• **STORED RECORDS**:
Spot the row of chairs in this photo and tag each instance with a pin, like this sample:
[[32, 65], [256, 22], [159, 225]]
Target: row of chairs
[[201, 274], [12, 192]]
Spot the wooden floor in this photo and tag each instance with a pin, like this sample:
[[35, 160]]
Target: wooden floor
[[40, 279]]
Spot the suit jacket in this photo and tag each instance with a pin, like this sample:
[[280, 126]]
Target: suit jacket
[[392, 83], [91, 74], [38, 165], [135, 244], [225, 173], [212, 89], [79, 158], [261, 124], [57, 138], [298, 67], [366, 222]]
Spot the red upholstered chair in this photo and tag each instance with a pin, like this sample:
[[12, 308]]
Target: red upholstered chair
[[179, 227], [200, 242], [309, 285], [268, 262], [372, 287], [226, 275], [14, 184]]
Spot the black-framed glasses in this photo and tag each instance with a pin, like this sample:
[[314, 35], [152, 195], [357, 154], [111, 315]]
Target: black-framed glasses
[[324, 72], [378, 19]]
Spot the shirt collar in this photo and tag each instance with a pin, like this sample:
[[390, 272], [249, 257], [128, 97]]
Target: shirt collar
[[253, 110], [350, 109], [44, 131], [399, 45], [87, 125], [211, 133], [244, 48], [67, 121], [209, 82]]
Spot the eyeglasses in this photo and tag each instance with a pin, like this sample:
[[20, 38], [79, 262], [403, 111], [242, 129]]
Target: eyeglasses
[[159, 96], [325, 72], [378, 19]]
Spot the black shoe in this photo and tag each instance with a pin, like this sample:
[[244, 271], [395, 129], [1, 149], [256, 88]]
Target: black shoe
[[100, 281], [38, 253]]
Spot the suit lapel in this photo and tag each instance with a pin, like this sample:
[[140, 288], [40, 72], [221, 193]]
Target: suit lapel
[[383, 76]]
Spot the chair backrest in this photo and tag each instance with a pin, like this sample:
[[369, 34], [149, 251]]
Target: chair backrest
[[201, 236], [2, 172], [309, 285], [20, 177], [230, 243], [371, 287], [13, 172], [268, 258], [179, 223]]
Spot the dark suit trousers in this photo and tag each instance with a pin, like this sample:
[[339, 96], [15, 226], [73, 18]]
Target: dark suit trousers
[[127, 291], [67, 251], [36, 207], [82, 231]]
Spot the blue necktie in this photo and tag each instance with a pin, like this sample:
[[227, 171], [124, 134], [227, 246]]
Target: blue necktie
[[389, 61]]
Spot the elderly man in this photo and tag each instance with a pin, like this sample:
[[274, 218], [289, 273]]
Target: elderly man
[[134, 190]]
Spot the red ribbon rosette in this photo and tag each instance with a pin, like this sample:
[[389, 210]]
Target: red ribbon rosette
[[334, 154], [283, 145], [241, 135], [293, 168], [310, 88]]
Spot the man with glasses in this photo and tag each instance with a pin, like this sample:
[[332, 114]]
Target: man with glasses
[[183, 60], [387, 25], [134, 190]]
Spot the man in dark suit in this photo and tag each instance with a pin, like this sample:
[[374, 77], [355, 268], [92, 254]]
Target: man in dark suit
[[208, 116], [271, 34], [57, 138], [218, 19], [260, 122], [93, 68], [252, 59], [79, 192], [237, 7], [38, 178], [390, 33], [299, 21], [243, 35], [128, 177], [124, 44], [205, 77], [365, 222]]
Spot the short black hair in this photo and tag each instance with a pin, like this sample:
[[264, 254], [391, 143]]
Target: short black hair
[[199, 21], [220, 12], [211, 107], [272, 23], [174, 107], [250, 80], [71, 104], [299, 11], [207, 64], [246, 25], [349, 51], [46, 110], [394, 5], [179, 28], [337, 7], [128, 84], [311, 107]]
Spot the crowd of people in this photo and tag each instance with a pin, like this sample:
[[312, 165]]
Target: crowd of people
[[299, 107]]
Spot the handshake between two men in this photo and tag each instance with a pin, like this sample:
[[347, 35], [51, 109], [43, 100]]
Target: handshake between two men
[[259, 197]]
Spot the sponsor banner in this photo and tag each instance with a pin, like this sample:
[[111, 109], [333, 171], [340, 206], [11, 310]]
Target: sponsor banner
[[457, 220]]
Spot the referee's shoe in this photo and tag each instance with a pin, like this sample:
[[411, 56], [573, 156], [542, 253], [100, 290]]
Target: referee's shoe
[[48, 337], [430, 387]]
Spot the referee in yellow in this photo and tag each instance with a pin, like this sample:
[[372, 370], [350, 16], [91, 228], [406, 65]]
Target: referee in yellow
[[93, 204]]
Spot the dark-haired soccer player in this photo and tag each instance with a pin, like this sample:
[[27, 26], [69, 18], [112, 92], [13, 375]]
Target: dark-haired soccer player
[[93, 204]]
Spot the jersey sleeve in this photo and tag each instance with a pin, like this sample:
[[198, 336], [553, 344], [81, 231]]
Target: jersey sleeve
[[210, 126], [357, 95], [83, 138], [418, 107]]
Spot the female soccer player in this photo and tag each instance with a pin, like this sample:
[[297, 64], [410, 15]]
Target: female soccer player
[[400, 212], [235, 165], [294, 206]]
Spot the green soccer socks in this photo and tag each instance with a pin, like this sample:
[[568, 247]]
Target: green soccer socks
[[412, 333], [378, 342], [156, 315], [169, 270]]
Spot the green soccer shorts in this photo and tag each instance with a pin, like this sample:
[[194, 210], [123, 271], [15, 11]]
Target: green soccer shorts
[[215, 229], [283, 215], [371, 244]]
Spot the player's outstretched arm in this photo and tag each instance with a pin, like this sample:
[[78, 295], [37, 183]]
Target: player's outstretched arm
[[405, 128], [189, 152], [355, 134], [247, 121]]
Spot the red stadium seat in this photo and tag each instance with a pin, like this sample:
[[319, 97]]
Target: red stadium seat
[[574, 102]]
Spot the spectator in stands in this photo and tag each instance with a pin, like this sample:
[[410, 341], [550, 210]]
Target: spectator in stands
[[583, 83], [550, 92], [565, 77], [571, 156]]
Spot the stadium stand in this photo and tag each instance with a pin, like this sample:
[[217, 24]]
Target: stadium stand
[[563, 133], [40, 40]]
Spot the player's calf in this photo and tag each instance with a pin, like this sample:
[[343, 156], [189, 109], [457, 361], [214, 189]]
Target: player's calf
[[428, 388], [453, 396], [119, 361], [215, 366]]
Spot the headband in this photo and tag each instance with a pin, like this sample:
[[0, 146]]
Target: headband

• **WORK TO COMPLETE**:
Rewrite the stretch of lines from the one containing "Spot the blue" through the one containing "[[389, 61]]", requests included, and shift each pin coordinate in the answers up by 79. Keep the sample coordinates in the requests as they are.

• **TASK RESULT**:
Spot the blue necktie in this photo and tag each instance with a pin, like this sample:
[[227, 171], [124, 134], [227, 246]]
Target: blue necktie
[[468, 140]]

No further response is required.